My ongoing journey to uncover the truth of everything — and maybe hook up with the occasional pretty lady along the way — has been a long one. I started as your typical lefty, if always a bit more anarchist than most. But that couldn’t last because of my deep temperamental attachment, indeed thirst, for The Truth. That and pretty ladies. I think it was seeing the pro-Castro and Che posters at my local hippy co-op while buying almond butter that did it. Screw these phonies I said.

Around this time I started reading Will and Ariel Durant’s The Story of Civilization. Besides being a cracking good read, it raised a hell of a lot of troubling questions about the nature of mankind. It did this for the authors as well, as can be seen by their short book Lessons of History. What really is behind all of this turmoil, bloodshed and horror? Is there any sense, and movement towards something, some purpose or culmination? It didn’t seem so, and so the progressive dream must be false.

My brother, eight years my senior, had by the early 90’s become a bit of a conservative. He introduced me to Thomas Sowell, Reason magazine, The American Spectator and others of the like (let’s not get into Reason being “conservative,” ok?). This was all new stuff to me, I had no inkling that there was an intellectual side to the right, that it wasn’t all Pat Robertson. A lot of what was said was hard to argue with.

But, but…! There were always holes in the arguments that surfaced with time. Sure the 50s may have been prosperous and orderly, but no way would I want to live then. I’m a weed smoker, a fornicator, a happily refined hedonist. The endemic racism of the time was, and had to be lightly passed over. Also, liberal government had clear successes to it, and recent ones. For example, regulation had visibly improved the air quality in my town Phoenix since 1992 when I moved there. If the libertarian argument that market-based alternatives could be more effective at lower cost was intellectually convincing, still, the air was better, so what’s the big deal? Is it worth the wrenching change?

And there was always the “how.” How would libertarian ideas get implemented when a majority of people thought it was nuts? Persuasion! was this answer. So yeah, right, we’re going to somehow get enough people on board here, all pointing in the same direction and then it all falls into hand like a ripe fruit. When has this ever happened? I’m not talking about convincing the general public of the justice of a cause, which has been done many times. No, going libertarian means getting people to profoundly modify their behavior, just as communism does. Successful examples were not to be found in The Story of Civilization, though there were plenty of efforts.

######

## The tasks:
**1)** According to the essay, which city did the writer move to in 1992?
**2)** Return each line of the listing that contains the word "suit".

(Position annotation records)
######

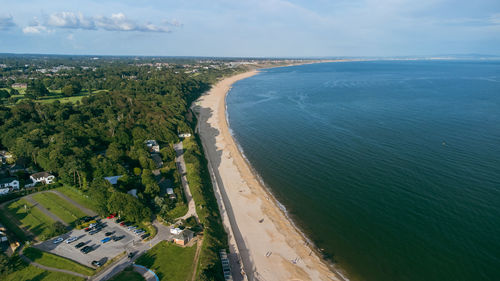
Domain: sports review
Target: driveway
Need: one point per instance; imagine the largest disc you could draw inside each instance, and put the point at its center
(102, 251)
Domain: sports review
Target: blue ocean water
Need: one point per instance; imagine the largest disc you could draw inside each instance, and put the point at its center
(391, 167)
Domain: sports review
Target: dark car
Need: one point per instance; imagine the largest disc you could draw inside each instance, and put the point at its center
(86, 249)
(118, 238)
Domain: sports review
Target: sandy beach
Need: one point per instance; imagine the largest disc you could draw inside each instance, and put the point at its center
(260, 235)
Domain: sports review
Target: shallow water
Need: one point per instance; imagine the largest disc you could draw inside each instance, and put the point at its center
(392, 167)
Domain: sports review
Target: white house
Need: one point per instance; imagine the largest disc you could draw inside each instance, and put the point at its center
(43, 177)
(153, 146)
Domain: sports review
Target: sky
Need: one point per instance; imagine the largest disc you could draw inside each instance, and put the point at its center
(251, 28)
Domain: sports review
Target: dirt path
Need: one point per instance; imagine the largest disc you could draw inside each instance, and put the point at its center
(30, 199)
(87, 211)
(181, 165)
(197, 257)
(26, 259)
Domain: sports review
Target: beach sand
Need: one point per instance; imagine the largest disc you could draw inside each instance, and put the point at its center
(260, 234)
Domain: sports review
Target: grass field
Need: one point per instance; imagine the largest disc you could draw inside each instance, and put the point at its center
(128, 274)
(169, 261)
(34, 273)
(78, 197)
(59, 207)
(51, 260)
(32, 218)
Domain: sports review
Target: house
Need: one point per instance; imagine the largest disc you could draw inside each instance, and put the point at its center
(19, 85)
(29, 183)
(14, 168)
(113, 180)
(184, 237)
(157, 159)
(11, 183)
(153, 146)
(43, 177)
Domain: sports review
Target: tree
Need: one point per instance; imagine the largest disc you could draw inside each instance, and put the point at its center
(4, 94)
(37, 89)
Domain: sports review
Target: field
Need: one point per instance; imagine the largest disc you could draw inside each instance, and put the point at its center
(34, 273)
(128, 275)
(51, 260)
(59, 207)
(169, 261)
(78, 197)
(32, 218)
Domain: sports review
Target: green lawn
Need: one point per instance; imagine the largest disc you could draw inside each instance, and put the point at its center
(128, 274)
(59, 207)
(34, 273)
(51, 260)
(169, 261)
(32, 218)
(77, 196)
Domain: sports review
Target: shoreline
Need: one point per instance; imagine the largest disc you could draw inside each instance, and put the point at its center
(260, 217)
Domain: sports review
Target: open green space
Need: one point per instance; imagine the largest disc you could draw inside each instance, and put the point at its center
(31, 218)
(59, 207)
(78, 196)
(128, 274)
(169, 261)
(34, 273)
(55, 261)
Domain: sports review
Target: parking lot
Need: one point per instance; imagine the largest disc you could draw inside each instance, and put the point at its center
(101, 251)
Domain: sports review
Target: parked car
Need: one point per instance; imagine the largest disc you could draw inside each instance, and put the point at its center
(72, 239)
(118, 238)
(86, 249)
(58, 240)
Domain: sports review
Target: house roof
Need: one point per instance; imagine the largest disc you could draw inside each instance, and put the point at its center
(113, 180)
(41, 175)
(7, 180)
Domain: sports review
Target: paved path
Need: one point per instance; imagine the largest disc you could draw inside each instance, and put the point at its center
(162, 234)
(87, 211)
(181, 166)
(26, 259)
(30, 199)
(148, 274)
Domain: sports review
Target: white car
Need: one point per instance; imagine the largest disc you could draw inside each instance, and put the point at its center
(69, 240)
(58, 240)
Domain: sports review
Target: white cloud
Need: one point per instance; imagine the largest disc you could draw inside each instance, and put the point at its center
(117, 22)
(6, 22)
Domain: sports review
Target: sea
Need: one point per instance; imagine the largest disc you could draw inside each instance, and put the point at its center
(391, 168)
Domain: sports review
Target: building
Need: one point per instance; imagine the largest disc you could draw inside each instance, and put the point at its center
(42, 177)
(153, 146)
(170, 192)
(184, 237)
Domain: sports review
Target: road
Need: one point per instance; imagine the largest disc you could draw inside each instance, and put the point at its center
(181, 166)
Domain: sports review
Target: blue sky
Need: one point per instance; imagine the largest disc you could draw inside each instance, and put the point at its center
(262, 28)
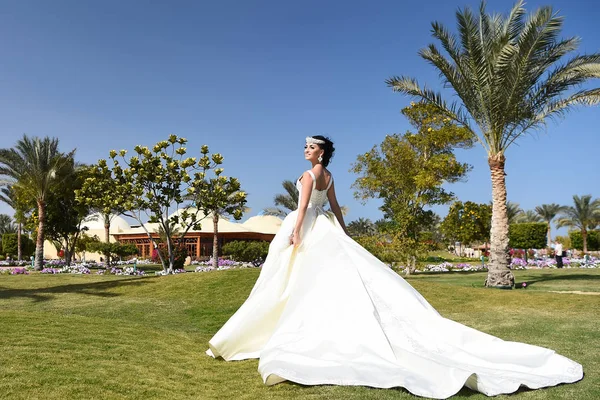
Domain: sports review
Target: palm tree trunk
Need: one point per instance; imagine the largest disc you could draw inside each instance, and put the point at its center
(19, 252)
(39, 243)
(498, 273)
(107, 240)
(216, 241)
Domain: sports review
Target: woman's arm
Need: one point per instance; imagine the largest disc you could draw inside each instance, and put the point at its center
(307, 183)
(335, 207)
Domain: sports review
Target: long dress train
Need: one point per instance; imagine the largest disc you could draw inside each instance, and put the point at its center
(329, 312)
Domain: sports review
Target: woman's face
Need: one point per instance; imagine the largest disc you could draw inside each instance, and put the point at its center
(312, 152)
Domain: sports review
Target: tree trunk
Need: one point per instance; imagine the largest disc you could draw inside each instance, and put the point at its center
(499, 274)
(39, 243)
(19, 252)
(216, 241)
(107, 240)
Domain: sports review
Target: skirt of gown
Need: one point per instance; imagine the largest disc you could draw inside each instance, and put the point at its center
(329, 312)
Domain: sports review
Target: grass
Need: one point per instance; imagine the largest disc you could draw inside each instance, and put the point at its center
(109, 337)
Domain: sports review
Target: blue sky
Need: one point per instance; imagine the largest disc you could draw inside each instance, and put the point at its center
(252, 78)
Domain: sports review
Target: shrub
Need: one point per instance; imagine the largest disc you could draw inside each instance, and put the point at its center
(527, 236)
(254, 252)
(593, 240)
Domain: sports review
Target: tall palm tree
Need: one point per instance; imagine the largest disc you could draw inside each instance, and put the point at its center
(583, 215)
(548, 212)
(529, 216)
(32, 166)
(288, 202)
(9, 197)
(513, 211)
(505, 73)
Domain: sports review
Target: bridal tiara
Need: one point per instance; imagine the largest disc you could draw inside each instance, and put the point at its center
(312, 140)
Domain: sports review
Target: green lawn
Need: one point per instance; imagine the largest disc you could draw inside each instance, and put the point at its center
(107, 337)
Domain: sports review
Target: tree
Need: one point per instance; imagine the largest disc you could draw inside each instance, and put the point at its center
(528, 216)
(548, 212)
(408, 172)
(513, 212)
(583, 215)
(288, 202)
(527, 235)
(154, 183)
(220, 197)
(362, 227)
(8, 195)
(505, 73)
(100, 193)
(467, 223)
(31, 166)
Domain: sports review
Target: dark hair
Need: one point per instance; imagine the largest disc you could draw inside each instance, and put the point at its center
(327, 148)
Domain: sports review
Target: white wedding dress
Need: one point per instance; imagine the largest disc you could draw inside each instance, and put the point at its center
(329, 312)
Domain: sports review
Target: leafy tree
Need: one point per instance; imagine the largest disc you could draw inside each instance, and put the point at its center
(254, 252)
(467, 222)
(10, 245)
(220, 196)
(362, 227)
(408, 172)
(506, 76)
(31, 167)
(548, 212)
(155, 183)
(100, 193)
(583, 215)
(527, 235)
(593, 240)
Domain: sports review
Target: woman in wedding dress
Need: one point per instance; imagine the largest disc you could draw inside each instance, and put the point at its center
(326, 311)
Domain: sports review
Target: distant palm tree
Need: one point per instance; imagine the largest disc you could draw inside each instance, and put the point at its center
(583, 215)
(288, 202)
(9, 197)
(32, 166)
(6, 224)
(362, 227)
(513, 210)
(548, 212)
(528, 216)
(505, 74)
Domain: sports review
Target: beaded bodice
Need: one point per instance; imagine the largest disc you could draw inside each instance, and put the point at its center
(318, 198)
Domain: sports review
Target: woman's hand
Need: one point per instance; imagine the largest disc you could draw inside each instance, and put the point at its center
(295, 239)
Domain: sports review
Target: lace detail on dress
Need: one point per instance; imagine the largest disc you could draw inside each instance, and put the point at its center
(318, 198)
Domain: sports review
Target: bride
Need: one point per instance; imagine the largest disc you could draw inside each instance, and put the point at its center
(326, 311)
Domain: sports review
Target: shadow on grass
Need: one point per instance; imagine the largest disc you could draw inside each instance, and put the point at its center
(100, 289)
(553, 277)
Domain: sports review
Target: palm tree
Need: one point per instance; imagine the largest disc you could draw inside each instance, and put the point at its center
(583, 215)
(362, 227)
(548, 212)
(9, 197)
(528, 217)
(513, 211)
(505, 73)
(288, 202)
(32, 166)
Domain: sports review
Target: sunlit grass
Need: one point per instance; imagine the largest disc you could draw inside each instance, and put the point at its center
(107, 337)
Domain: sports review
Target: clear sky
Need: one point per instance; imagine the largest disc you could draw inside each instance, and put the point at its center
(252, 78)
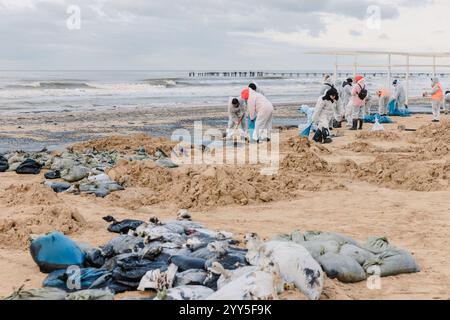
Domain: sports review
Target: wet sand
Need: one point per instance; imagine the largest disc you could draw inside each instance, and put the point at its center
(361, 207)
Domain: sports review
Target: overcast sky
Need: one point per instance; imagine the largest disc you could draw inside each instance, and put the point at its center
(211, 34)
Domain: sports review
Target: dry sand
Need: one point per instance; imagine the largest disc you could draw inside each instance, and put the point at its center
(394, 184)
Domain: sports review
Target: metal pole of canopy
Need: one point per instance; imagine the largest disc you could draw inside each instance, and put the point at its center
(335, 67)
(407, 79)
(434, 66)
(389, 73)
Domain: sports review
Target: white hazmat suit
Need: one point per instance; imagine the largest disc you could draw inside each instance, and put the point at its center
(261, 108)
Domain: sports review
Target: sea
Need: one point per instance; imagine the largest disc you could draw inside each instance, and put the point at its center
(54, 91)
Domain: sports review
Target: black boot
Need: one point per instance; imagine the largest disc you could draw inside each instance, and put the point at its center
(326, 136)
(361, 122)
(318, 136)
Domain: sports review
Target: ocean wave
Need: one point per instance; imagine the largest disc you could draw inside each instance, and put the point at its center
(168, 83)
(51, 85)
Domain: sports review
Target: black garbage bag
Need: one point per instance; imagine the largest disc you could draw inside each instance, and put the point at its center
(59, 187)
(95, 258)
(122, 244)
(185, 263)
(53, 175)
(29, 166)
(122, 227)
(129, 270)
(230, 261)
(3, 164)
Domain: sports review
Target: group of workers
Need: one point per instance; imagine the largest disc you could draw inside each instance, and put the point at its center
(343, 101)
(252, 110)
(350, 101)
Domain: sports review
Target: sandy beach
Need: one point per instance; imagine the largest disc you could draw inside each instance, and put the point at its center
(393, 184)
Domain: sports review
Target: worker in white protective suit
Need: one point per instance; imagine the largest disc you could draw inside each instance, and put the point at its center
(256, 87)
(326, 109)
(261, 109)
(399, 95)
(447, 102)
(340, 106)
(327, 85)
(368, 105)
(236, 118)
(358, 101)
(437, 98)
(347, 87)
(383, 100)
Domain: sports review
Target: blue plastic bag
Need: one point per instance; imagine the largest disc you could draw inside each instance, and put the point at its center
(381, 119)
(251, 127)
(55, 251)
(395, 112)
(306, 132)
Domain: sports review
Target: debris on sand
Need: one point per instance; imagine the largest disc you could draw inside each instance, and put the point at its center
(378, 135)
(182, 260)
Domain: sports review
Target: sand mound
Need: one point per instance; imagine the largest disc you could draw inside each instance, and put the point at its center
(361, 147)
(126, 144)
(435, 130)
(197, 187)
(302, 158)
(378, 135)
(396, 173)
(30, 194)
(298, 144)
(15, 232)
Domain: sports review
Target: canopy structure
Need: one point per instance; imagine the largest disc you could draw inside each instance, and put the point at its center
(389, 66)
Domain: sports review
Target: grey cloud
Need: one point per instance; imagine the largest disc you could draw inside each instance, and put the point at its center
(172, 33)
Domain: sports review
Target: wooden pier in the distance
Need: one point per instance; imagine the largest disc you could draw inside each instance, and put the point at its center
(266, 74)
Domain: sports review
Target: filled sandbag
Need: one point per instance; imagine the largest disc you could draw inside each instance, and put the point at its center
(329, 236)
(359, 254)
(75, 174)
(185, 263)
(51, 175)
(58, 187)
(318, 248)
(29, 166)
(343, 268)
(72, 280)
(52, 294)
(4, 165)
(377, 245)
(392, 262)
(122, 227)
(55, 251)
(185, 293)
(93, 294)
(256, 285)
(295, 263)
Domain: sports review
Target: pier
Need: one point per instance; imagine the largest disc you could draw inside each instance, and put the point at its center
(289, 75)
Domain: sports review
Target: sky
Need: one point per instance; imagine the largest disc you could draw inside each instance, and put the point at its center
(211, 34)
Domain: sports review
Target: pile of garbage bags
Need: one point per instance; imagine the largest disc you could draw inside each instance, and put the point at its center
(381, 119)
(344, 259)
(182, 260)
(77, 172)
(394, 111)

######

## Results for the exercise:
**1)** Phoenix

**2)**
Target: white hazmat suit
Target: worker in white protective suit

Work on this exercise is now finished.